=== Section Start ===
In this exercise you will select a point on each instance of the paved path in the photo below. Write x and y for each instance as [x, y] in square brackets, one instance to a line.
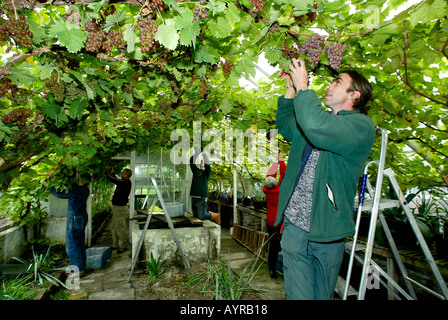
[110, 282]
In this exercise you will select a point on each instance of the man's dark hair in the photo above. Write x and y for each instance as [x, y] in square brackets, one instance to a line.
[360, 83]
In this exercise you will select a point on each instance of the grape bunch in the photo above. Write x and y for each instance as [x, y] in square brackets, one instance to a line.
[19, 116]
[148, 29]
[17, 30]
[258, 5]
[200, 13]
[128, 87]
[20, 97]
[56, 88]
[313, 49]
[289, 51]
[72, 91]
[203, 86]
[96, 36]
[227, 67]
[6, 85]
[157, 5]
[307, 18]
[114, 38]
[335, 51]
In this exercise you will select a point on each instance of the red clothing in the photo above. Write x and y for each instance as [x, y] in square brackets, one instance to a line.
[272, 195]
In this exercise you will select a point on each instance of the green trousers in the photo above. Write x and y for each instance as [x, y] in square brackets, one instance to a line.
[120, 232]
[310, 269]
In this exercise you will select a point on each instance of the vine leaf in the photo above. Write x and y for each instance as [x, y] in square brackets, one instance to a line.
[167, 34]
[429, 11]
[220, 28]
[188, 30]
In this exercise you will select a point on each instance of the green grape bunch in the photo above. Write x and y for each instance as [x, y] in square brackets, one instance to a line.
[56, 87]
[16, 32]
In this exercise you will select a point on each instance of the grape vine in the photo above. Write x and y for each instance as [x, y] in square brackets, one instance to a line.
[56, 87]
[6, 85]
[227, 67]
[313, 49]
[258, 5]
[16, 30]
[18, 116]
[148, 29]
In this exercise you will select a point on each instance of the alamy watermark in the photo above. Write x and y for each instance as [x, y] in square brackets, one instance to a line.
[227, 147]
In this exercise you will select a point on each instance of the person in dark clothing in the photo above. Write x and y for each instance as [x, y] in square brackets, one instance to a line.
[120, 209]
[76, 222]
[271, 190]
[199, 189]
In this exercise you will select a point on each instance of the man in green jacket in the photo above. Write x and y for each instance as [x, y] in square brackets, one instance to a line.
[328, 153]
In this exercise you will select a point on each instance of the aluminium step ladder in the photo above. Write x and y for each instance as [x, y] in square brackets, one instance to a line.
=== Section End ===
• Work task
Print each line above exactly as it appears, excluding all images.

• Answer area
In this exercise you will select a point on each instance of the paved path in the photo below. Write x and y for each instance as [x, y] in square brackets, one instance to a line.
[110, 282]
In this exercise you will select a point on each instance of the man's dark hair in the photo above. Write x and y for each instance as [x, y] in square brackets, one instance to a line.
[360, 83]
In this exercise you will select a point on each instance of the grape bunch in the photo above. Write x and y for each instance as [x, y] in square brackets, one instance to a line.
[19, 116]
[148, 29]
[17, 30]
[258, 5]
[200, 13]
[128, 87]
[20, 97]
[56, 88]
[313, 49]
[289, 51]
[72, 91]
[203, 86]
[96, 36]
[227, 67]
[6, 85]
[157, 5]
[307, 18]
[114, 38]
[335, 51]
In this exercise you will select a point on each instance of the red clothing in the photo above. Write x and y for each instance as [x, y] in square brackets, one instance to a line.
[272, 195]
In this exercise you will select a point on each instance of the green trousers in the photo above. Write x and y for each instance as [x, y] in square brackets, one instance to a line.
[120, 232]
[310, 269]
In this exercise you will select a point on each instance of the vine leaf in the photo above. Write x and y for each instance as [x, y] in square brackets, one instance to a line.
[167, 34]
[429, 11]
[220, 28]
[188, 30]
In this exercise you will select a point on each instance of the green grape bunch in the photo above. Write x and y for each instance as [x, y] in square brackets, one instance to a line.
[56, 87]
[16, 32]
In this exercise you will select a point on each instance of the grape vine in the photo above. Write x and y for each instance as [x, y] in square brackets, one instance to a line.
[56, 87]
[6, 85]
[227, 67]
[313, 49]
[258, 5]
[16, 30]
[18, 116]
[148, 29]
In this exercise you will select a point on each instance of the alamy watermark in the photo above. Write x and y for each instance as [x, y] in square brackets, one instance to a line.
[227, 147]
In this exercise you will select a point on each instance of the person in dark clothing in the photo above. Write x and y for each instance as [x, y] in square brackets, one instance to a line.
[120, 209]
[76, 222]
[271, 190]
[199, 189]
In this exercise you will select a point on each instance of the man in green jacket in the photo above. Write x and y for each instance as [x, y] in square brackets, one instance to a line.
[328, 153]
In this exercise you will select a point on each instance of the aluminium step ladder in the photo above. Write x and y for each instance as [x, y] in square brackets, one instance to a line.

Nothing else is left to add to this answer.